■ What to work on ■
Each record below should be output verbatim, without pictures.

** start The input **

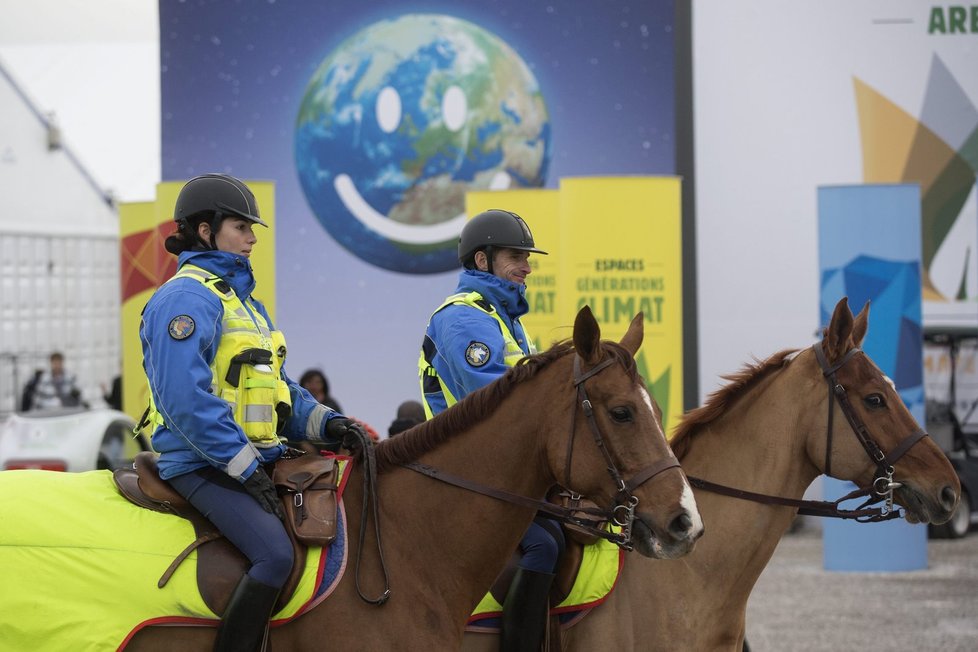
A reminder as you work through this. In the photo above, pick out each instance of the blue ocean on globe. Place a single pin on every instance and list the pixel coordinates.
(400, 121)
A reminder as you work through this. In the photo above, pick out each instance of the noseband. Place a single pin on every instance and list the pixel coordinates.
(623, 509)
(883, 484)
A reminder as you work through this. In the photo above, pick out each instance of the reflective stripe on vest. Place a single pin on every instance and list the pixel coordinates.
(431, 383)
(260, 393)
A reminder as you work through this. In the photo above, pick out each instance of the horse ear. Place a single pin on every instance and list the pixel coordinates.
(860, 326)
(633, 337)
(587, 336)
(839, 330)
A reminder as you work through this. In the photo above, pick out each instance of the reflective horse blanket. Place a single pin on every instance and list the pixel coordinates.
(79, 565)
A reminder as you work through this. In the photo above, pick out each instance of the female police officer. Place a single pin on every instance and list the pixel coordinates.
(220, 397)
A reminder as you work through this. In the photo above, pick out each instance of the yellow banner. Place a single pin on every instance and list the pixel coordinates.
(540, 210)
(143, 227)
(621, 254)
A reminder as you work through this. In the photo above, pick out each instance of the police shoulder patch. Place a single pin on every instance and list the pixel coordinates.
(181, 327)
(477, 354)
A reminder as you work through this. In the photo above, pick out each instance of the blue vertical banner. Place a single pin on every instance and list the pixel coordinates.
(870, 250)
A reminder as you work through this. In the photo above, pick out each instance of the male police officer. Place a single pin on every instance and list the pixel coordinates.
(472, 338)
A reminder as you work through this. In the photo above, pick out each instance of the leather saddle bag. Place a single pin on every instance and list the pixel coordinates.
(307, 484)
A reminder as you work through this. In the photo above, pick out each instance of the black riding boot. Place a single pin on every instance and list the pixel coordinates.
(525, 612)
(246, 617)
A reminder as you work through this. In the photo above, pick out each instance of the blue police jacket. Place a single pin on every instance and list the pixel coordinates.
(201, 430)
(454, 328)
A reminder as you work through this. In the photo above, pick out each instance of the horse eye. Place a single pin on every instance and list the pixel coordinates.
(874, 401)
(621, 414)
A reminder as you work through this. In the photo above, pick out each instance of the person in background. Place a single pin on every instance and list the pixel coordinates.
(56, 387)
(409, 414)
(472, 339)
(220, 398)
(314, 380)
(27, 396)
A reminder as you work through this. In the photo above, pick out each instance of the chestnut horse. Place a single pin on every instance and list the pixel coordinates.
(442, 546)
(768, 432)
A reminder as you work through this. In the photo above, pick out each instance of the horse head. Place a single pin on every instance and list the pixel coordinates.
(617, 432)
(883, 446)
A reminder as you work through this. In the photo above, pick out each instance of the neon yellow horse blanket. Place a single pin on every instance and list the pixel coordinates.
(79, 565)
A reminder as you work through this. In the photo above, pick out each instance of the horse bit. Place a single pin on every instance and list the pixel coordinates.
(622, 513)
(883, 483)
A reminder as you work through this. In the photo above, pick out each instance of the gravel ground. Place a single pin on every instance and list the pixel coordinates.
(796, 606)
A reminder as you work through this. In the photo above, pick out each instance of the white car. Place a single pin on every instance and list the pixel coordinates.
(69, 439)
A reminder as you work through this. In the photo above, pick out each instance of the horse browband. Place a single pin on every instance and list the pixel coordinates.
(884, 463)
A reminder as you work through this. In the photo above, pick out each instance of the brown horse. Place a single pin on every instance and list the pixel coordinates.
(444, 545)
(766, 432)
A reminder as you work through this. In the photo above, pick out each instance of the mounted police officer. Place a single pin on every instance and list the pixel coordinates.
(220, 398)
(472, 339)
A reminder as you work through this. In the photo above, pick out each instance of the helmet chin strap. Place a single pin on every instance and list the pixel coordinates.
(488, 252)
(215, 224)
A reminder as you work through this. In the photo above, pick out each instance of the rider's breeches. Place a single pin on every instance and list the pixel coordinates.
(260, 536)
(542, 545)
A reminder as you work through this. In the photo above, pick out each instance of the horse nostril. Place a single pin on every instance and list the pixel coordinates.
(680, 525)
(948, 498)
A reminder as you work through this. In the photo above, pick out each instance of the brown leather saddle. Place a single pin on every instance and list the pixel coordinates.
(219, 564)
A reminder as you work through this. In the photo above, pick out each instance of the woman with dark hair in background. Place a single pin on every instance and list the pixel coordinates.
(314, 381)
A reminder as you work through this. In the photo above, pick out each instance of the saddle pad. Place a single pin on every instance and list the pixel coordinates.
(80, 565)
(595, 580)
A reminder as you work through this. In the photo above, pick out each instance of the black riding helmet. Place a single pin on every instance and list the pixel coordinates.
(490, 229)
(214, 197)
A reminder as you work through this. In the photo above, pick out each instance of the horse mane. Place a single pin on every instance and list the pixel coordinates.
(719, 401)
(477, 406)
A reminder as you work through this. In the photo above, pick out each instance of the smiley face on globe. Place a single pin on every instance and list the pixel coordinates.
(400, 121)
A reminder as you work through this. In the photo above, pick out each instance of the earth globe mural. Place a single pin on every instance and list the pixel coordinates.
(400, 121)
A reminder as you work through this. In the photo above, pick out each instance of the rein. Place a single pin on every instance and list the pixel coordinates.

** end The input **

■ Finished task ■
A reminder as you work through this. In the photo above, pick out each instance of the blue ocean on globe. Place a single pin on every instance and list the pixel coordinates.
(400, 121)
A reminder as you work through this. In the photo above, pick out each instance of the noseband. Place a single pin on every instance and list the pixel coordinates.
(623, 509)
(883, 484)
A reminder as you work through this. In the photo above, pick out each instance of the reflective stripe on vest. Place a single pin on every instance and list the pixel coordinates.
(431, 383)
(260, 393)
A reminder as you work through this. In the photo above, pick out each instance of the horse ear. Place a single pin on every instance and list the pixel coordinates.
(860, 326)
(633, 337)
(587, 336)
(839, 330)
A reminder as you work through this. In the photo above, pick out each instance of the reflective horse blanket. Place a single pin on every instance and list the pixel coordinates.
(79, 565)
A reminder as you work through this. In the photo above, pick out each instance of the female police officer. Place a single pin on every instance and list the pixel coordinates.
(220, 397)
A reminder as you work through this. In the photo above, pick out each instance of the yellow banner. Place a single pin on every instance and list the pixel coordinates.
(540, 210)
(143, 227)
(621, 254)
A reminder as you work through this. In the photo above, pick out each instance of the police shoulder patch. Place a single pin on every instance and list the pixel coordinates.
(181, 327)
(477, 354)
A reminder as you work through this. In the photo above, pick out each instance of the blue vertical banner. Place a single pin on every instance and list the pixel coordinates.
(870, 250)
A reminder as you work through this. In the photo above, pick out each instance of the male police officer. Place a single pin on every instance and list the pixel coordinates.
(472, 338)
A reminder as you work through this. In the photo above, pick out each instance of the leather saddle bag. Place a single pin on every instance and list the pixel coordinates.
(307, 484)
A reminder as you work through this. In the photo above, pick out each instance of the black riding boot. Place a single pin on every instance and list the pixel coordinates.
(525, 612)
(246, 617)
A reminder as you work through this. In the photo above, pick out each instance of the blue police jacket. Place a single pin on every instance and list the pixel coordinates.
(201, 430)
(454, 328)
A reminder as you work through this. In the photo above, pick out each instance of the horse eye. Place a single pin on every instance and list the pixel coordinates.
(874, 401)
(621, 414)
A reminder as you work through this. In the photo above, pick out each instance of the person in background. Place a single pin on every instance and list the pixel coordinates.
(56, 387)
(409, 414)
(472, 339)
(220, 398)
(314, 380)
(27, 396)
A reminder as you work through this. In the photo above, pick out each instance of the chestnut horse. Place a single pin on every instance and list the pixel coordinates.
(442, 546)
(768, 432)
A reminder as you work through this. In the photo above, pick out each instance of the horse head. Place a single pin on every instance and list the pixel coordinates.
(617, 432)
(883, 446)
A reminder as you work through this. In the photo above, pick out each instance of the neon yellow horse blanket. Place a single pin on every instance and list the pixel coordinates.
(79, 565)
A reminder as you work through this. In the photo above, pick out each instance of the horse bit. Place a single pin on every instance and list the pixel coordinates.
(622, 513)
(883, 483)
A reminder as you work through this. In the photo above, pick out each instance of the gravel ground. Place a single pin on every instance and list the pixel coordinates.
(796, 606)
A reminder as you work through this. In the photo above, pick out each instance of the white car. Place a single pin on every instance and list the pixel coordinates.
(69, 439)
A reminder as you work through this. In the photo above, pick out each instance of the horse browband. Place a single pin on every instance and list the pixel coordinates.
(884, 463)
A reminder as you work through this. In the photo above, pick out each instance of the brown horse. Place a single pin on every instance and list the pixel coordinates.
(444, 545)
(766, 432)
A reminder as you work through this. In the photo above, pick out each instance of the mounted police officer. Place a single pin on every instance and list the pixel coordinates.
(220, 398)
(472, 339)
A reminder as you work through this. In the photo above, pick out each instance of the helmet chin strap. Place a single pin on every instance and list the pixel coordinates.
(488, 252)
(215, 224)
A reminder as you work through this. In the photo above, pick out each instance of the rider's breeches. Place a single pin on every instance and list the pixel coordinates.
(260, 536)
(542, 545)
A reminder as you work through this. In the photo above, pick out each instance of the horse nostril. Place a single pin on every instance and list the pixel coordinates.
(680, 525)
(948, 498)
A reminder as you work through this. In the photo above, pick out each instance of the brown leather saddle. Place a single pin on every instance and list the pixel coordinates.
(219, 564)
A reminder as you work through this. In the photo above, pick out each instance of the woman with dark hair in background. Place a single pin on every instance and list the pixel coordinates.
(314, 381)
A reminder as you work through this. In the photo above, pick out each instance of the saddle pad. Place a single pin on every instance and list the pixel coordinates.
(80, 565)
(595, 580)
A reminder as you work through this. In the photo above, pick out each instance of the black riding helmet. Place a single pin on every instance and list the pixel coordinates.
(490, 229)
(214, 197)
A reminder as you work through this. In the photo above, pick out each instance of the horse mane. Place a single pin on every instance and list the pixel coordinates.
(719, 401)
(477, 406)
A reminder as you work through this. In the photo above, pick out each instance of the smiley face on globe. Place a single pin on every instance and list the pixel coordinates.
(400, 121)
A reminder as you work through this. In the photo above, pick out each instance of the earth globe mural. Place a single pin on every instance and list the pixel coordinates.
(400, 121)
A reminder as you work through this. In the photo above, pick out each instance of the rein. Place a single pin on every instance and list the pixel coordinates.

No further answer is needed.